[start of Data for this exercise]

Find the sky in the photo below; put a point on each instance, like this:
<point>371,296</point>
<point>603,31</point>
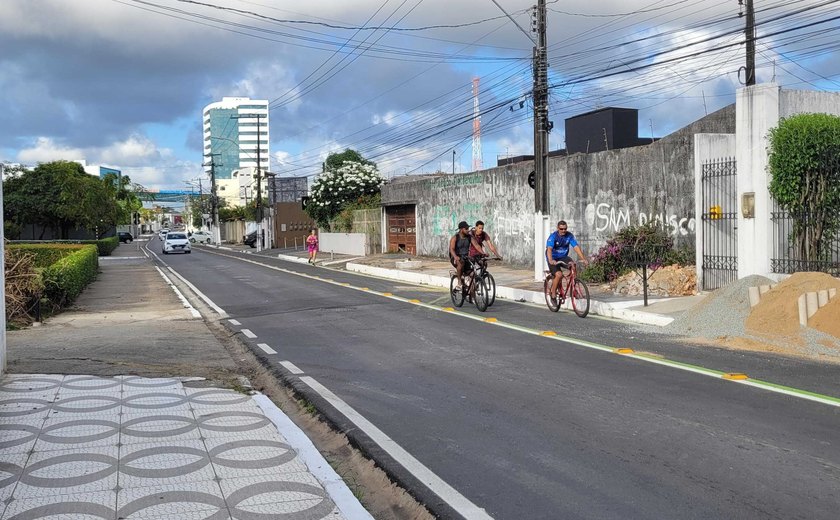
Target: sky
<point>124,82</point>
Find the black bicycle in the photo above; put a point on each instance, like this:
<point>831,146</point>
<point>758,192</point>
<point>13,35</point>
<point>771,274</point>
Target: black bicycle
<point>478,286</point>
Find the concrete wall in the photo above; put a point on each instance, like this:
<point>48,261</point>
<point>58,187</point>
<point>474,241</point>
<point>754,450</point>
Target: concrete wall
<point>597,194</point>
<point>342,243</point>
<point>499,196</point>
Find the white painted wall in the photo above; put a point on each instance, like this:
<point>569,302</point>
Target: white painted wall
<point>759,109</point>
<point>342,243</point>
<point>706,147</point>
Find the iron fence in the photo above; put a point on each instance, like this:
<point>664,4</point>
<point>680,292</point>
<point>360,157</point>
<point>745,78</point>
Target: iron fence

[end of Data for this exercise]

§ Goal
Rewrite the lines above with "concrete wall" changed to "brick wall" every time it appears, leaving everything else as it is. Don't include the pictures.

§ Reply
Find the sky in the photo below; put a point on each instance, like this:
<point>371,296</point>
<point>603,31</point>
Target: sky
<point>124,82</point>
Find the black bicycle in the photo above; put a point on each instance, like this:
<point>831,146</point>
<point>758,192</point>
<point>13,35</point>
<point>771,274</point>
Target: black bicycle
<point>478,286</point>
Find the brick wall in the photo above; put a point on each instance, like this:
<point>48,261</point>
<point>58,187</point>
<point>474,241</point>
<point>754,450</point>
Target: brick wall
<point>597,194</point>
<point>342,243</point>
<point>499,196</point>
Find the white painted wall in the photo above; put a point on each instance, like this:
<point>569,302</point>
Target: white painted wall
<point>759,109</point>
<point>342,243</point>
<point>706,147</point>
Find the iron fence in the photo above; put a point on each instance, like this:
<point>664,4</point>
<point>680,292</point>
<point>360,157</point>
<point>745,78</point>
Target: iron fence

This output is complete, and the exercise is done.